# start of Records for this exercise

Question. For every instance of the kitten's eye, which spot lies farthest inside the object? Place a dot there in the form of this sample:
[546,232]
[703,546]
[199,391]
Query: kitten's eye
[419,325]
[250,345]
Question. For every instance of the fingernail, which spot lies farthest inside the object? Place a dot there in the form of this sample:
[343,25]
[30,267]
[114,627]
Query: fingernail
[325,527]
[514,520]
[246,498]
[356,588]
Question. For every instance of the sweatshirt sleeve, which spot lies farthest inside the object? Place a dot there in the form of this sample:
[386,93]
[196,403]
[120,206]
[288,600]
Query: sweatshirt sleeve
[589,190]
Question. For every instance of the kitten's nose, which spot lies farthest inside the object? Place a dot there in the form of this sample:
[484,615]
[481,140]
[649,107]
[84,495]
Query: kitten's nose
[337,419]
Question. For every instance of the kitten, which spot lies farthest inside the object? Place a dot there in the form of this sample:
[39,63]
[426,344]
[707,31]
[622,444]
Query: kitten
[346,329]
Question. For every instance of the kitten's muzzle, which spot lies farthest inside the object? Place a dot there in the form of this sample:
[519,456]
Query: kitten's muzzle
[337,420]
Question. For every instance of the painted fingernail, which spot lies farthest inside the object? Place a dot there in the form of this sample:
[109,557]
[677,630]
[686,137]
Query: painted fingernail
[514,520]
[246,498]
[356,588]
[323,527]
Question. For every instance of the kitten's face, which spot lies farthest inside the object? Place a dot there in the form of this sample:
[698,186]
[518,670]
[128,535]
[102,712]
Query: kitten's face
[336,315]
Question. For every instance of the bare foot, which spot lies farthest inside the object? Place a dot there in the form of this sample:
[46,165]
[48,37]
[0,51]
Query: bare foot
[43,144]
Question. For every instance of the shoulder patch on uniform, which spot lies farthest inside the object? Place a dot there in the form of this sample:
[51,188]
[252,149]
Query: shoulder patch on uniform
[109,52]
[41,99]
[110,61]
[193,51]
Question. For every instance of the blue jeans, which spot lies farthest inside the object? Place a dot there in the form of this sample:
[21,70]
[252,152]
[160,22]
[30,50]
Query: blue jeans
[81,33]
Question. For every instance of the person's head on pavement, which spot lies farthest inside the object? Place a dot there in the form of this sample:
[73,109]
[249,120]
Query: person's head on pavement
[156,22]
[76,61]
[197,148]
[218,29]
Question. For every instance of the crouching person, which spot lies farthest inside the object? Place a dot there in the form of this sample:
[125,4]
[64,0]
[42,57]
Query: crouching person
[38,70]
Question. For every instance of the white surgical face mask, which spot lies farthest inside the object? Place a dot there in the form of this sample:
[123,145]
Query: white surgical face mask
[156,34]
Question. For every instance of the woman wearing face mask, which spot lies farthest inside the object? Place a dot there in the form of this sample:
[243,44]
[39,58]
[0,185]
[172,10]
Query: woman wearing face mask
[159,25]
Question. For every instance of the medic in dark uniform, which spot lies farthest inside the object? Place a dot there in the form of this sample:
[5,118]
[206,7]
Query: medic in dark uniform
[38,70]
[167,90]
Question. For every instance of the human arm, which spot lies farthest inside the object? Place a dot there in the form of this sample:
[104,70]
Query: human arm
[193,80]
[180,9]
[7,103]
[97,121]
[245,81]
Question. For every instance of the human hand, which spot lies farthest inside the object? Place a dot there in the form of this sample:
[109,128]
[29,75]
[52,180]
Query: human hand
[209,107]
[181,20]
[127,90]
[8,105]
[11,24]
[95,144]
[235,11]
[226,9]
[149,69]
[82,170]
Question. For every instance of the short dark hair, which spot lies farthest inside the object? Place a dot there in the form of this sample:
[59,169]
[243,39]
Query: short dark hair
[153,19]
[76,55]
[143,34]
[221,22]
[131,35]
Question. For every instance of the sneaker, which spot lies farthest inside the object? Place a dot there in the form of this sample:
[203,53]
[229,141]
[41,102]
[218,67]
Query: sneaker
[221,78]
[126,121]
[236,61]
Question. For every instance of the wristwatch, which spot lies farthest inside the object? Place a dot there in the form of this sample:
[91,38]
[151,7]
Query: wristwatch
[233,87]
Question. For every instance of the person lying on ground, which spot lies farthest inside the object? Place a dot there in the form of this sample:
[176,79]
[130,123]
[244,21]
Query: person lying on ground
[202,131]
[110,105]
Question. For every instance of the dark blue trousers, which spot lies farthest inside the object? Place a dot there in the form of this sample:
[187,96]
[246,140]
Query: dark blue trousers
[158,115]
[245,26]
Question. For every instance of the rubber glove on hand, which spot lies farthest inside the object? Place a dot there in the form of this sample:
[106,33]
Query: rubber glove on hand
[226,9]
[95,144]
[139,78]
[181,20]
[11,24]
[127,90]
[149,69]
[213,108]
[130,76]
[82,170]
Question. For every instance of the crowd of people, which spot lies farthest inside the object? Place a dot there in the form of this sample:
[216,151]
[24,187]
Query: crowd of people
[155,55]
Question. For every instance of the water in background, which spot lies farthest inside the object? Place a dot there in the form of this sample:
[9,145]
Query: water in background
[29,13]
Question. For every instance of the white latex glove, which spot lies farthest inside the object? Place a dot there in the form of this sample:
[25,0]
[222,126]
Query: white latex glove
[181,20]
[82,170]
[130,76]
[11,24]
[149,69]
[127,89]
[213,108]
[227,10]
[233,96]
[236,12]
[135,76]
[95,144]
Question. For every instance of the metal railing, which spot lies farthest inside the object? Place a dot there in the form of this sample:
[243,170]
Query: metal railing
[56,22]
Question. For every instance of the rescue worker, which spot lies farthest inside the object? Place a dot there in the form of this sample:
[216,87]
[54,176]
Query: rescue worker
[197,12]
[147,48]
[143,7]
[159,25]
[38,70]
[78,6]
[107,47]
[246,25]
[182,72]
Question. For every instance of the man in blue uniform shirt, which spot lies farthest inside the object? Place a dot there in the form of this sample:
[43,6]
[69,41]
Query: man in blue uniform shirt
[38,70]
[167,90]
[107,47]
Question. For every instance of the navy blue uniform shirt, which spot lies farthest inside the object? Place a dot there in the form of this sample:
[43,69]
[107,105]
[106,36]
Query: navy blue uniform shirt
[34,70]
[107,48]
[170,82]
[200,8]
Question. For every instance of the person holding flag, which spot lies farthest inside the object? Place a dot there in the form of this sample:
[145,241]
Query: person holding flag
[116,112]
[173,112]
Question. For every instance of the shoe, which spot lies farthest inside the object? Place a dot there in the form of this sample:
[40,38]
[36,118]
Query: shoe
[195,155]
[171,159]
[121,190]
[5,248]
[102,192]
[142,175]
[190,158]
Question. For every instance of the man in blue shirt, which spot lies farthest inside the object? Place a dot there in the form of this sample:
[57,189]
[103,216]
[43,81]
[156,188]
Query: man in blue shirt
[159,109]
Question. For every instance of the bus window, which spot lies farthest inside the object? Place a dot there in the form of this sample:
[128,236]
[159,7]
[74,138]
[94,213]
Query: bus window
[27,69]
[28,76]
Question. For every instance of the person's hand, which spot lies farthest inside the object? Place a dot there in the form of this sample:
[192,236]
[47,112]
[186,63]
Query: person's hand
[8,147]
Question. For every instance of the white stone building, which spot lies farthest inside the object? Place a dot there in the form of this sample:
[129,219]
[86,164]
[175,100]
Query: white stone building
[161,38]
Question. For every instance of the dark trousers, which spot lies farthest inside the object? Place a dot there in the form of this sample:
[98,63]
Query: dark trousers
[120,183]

# end of Records for this exercise

→ **Task objective**
Please reproduce all of the records above verbatim, line for line, changing nothing.

→ **Response to the exercise**
Question. For every instance of the kitten's eye, which spot lies farthest inside the object? Place a dot there in the form of this sample:
[546,232]
[703,546]
[199,391]
Query: kitten's eye
[419,325]
[250,345]
Question. For every instance of the fingernail, which spot lies farthest inside the object? Place a dot there in the form of this sample:
[343,25]
[30,267]
[114,627]
Query: fingernail
[325,527]
[514,520]
[246,498]
[356,588]
Question. For every instance of the sweatshirt sleeve, which spot lies farthest inside the object? Place a dot there in the form of this sample:
[386,93]
[196,403]
[120,206]
[288,600]
Query: sweatshirt sleeve
[589,190]
Question. For every instance of the kitten's nose, which spot lies farthest inside the object? Place a dot there in the form of this sample:
[484,615]
[481,140]
[649,107]
[84,495]
Query: kitten's nose
[337,419]
Question. For every instance of the kitten, which spot lies farthest inside the object? Place a dot there in the form of this sample:
[39,63]
[426,344]
[707,31]
[622,444]
Query: kitten
[346,329]
Question. For every instance of the kitten's muzzle, which spot lies farthest inside the object? Place a dot there in the form of this sample:
[519,456]
Query: kitten's muzzle
[337,420]
Question. For every instance of the painted fingernail, which spot lies farthest inside the object? Place a dot there in the form of this sample:
[109,557]
[677,630]
[686,137]
Query: painted fingernail
[514,520]
[246,498]
[356,588]
[323,527]
Question. For every instance of the kitten's face, which spot lies farthest inside the object? Place a dot there in the form of this sample:
[698,186]
[518,670]
[128,535]
[102,712]
Query: kitten's face
[336,315]
Question. For every instance of the bare foot, which spot lies farthest inside the object? Place a dot there in the form of this sample:
[46,165]
[48,37]
[0,51]
Query: bare foot
[43,144]
Question. For every instance of the shoulder patch on uniform, which spot lies farthest inside the object? Place a dot there in the form of this sample:
[51,188]
[252,149]
Query: shoulder patch on uniform
[109,52]
[41,99]
[110,61]
[193,51]
Question. For every instance of the blue jeans, which spot lies farthest inside the object? Place a dot there in the form of this sample:
[21,70]
[252,152]
[160,22]
[30,50]
Query: blue jeans
[81,33]
Question. For every instance of the person's head on pavement, which spot lies farthest inside the object? Place a dot there in the form of this sample:
[73,109]
[249,120]
Query: person's head on pavement
[156,22]
[76,61]
[197,148]
[218,29]
Question. For every instance of the crouching person, which spot lies farthest inside the object? Place a dot there in the form of this sample:
[125,4]
[64,0]
[42,57]
Query: crouching person
[38,70]
Question. For every instance of the white surgical face mask, which spot lies farthest inside the object? Place a dot there in the form of this sample:
[123,145]
Query: white surgical face mask
[156,34]
Question. For every instance of the woman wearing face mask, which spot lies farthest inside the object? Place a dot there in the form of this sample:
[243,44]
[39,58]
[0,185]
[172,10]
Query: woman wearing face mask
[159,25]
Question. For every instance of the medic in dark uniform, which spot lies farthest inside the object? Place a dot there in the form of this sample:
[5,118]
[206,7]
Query: medic in dark uniform
[38,70]
[167,90]
Question. For every instance of the human arm, which spot lies farthest inside the object? Place a dot there in the form of this sample:
[104,70]
Query: human arm
[193,80]
[180,9]
[7,103]
[97,121]
[245,81]
Question. For every instance of the human hand, which spot lies farthest inside the object? Place a dot there in the form of this sample:
[109,128]
[29,75]
[52,180]
Query: human hand
[209,107]
[181,20]
[127,90]
[8,105]
[11,24]
[95,144]
[235,11]
[226,9]
[149,69]
[82,170]
Question. For every instance of the short dark hair, which spot lies farthest inside the object? Place a dot there in the form of this sample:
[59,169]
[243,39]
Query: short dark hair
[153,19]
[76,55]
[143,34]
[221,22]
[131,35]
Question. For every instance of the sneaker, which spot lies farthest inside the object? Place a dot there in the form of this sample:
[203,53]
[229,141]
[41,102]
[218,67]
Query: sneaker
[221,78]
[126,121]
[236,61]
Question. For every instance of the wristwatch, which spot lies farthest inside the object? Place a dot there in the form of this sample:
[91,38]
[151,7]
Query: wristwatch
[233,87]
Question. For every instance of the person lying on ground, which spot lies farthest inside the object? Place a dot there in the form of this sample:
[176,79]
[130,123]
[244,21]
Query: person lying on ground
[202,131]
[110,105]
Question. For every instance of the dark blue trousers, which spot lies farthest inside the object? Place a dot there in the form of this sample:
[187,96]
[246,140]
Query: dark blue trousers
[158,115]
[245,26]
Question. For every instance of the rubber glove on hand, which spot lies farthest inside the object? Place a dot there in the form of this sample:
[106,33]
Query: rubber glove on hand
[226,9]
[95,144]
[139,78]
[181,20]
[11,24]
[127,90]
[149,69]
[213,108]
[130,76]
[82,170]
Question. For every instance of the crowd of people, which spot lies farthest inside the object? Place a dot there in the form of this sample:
[216,151]
[24,187]
Query: crowd of people
[155,55]
Question. For every instance of the water in background, which spot lies farthest inside the object? Place a dot there in the form of this sample:
[9,145]
Query: water in background
[29,13]
Question. For every instance of the white latex glove, which spot lies farthest inside the object? Place a dot there in the form of this sample:
[25,0]
[222,126]
Query: white latex glove
[181,20]
[82,170]
[130,76]
[11,24]
[149,69]
[127,89]
[213,108]
[227,10]
[233,96]
[236,12]
[135,76]
[95,144]
Question. For every instance of the metal railing, which spot lies farthest inside the object? Place a dot there in the form of this sample:
[243,170]
Query: metal railing
[56,22]
Question. For every instance of the rescue worker, which spot lies farthest inside the object? Place a dot there in the form of this sample:
[216,87]
[54,176]
Query: rescue worker
[197,12]
[147,48]
[143,7]
[159,25]
[38,70]
[78,6]
[107,47]
[246,25]
[182,72]
Question. For every instance of the man in blue uniform shirt, which spot lies farthest inside the object? Place a dot there in the form of this sample:
[43,6]
[69,41]
Query: man in blue uniform shirt
[38,70]
[167,90]
[107,47]
Question. For every instance of the navy blue uniform shirt, which spot lies farthest inside the object? Place a dot there in the form of this sample:
[43,69]
[107,105]
[106,36]
Query: navy blue uniform shirt
[34,70]
[107,48]
[170,82]
[200,8]
Question. For every instance of the person holding flag, which spot lies farthest inside the object? Place a dot there in the form of this sample:
[145,241]
Query: person holding flag
[116,112]
[173,112]
Question. For every instance of the shoe, which spot lies farthest inside the object? Place a dot there in the form of this sample:
[40,38]
[36,118]
Query: shoe
[195,155]
[171,159]
[121,190]
[5,248]
[102,192]
[142,175]
[190,158]
Question. For every instance of the man in blue shirt, which spot lies farthest inside the object? Place a dot there in the form of this sample:
[57,189]
[103,216]
[43,81]
[156,188]
Query: man in blue shirt
[159,109]
Question. For every instance of the bus window, which spot lies farthest inside the object? Place a dot there in the form of this sample:
[128,236]
[159,7]
[74,138]
[94,213]
Query: bus window
[27,69]
[28,76]
Question. For every instance of the person's hand, which spot lies farthest inside the object? Place a dot there in the form of this sample:
[192,236]
[47,112]
[186,63]
Query: person's hand
[8,147]
Question. For every instance of the white stone building, which spot lies farthest inside the object? Place a dot there in the form of this sample:
[129,219]
[86,164]
[175,100]
Query: white stone building
[161,38]
Question. For every instance of the dark trousers, which spot lies farthest inside the object? Place a dot there in the form of this sample:
[98,63]
Query: dark trousers
[120,183]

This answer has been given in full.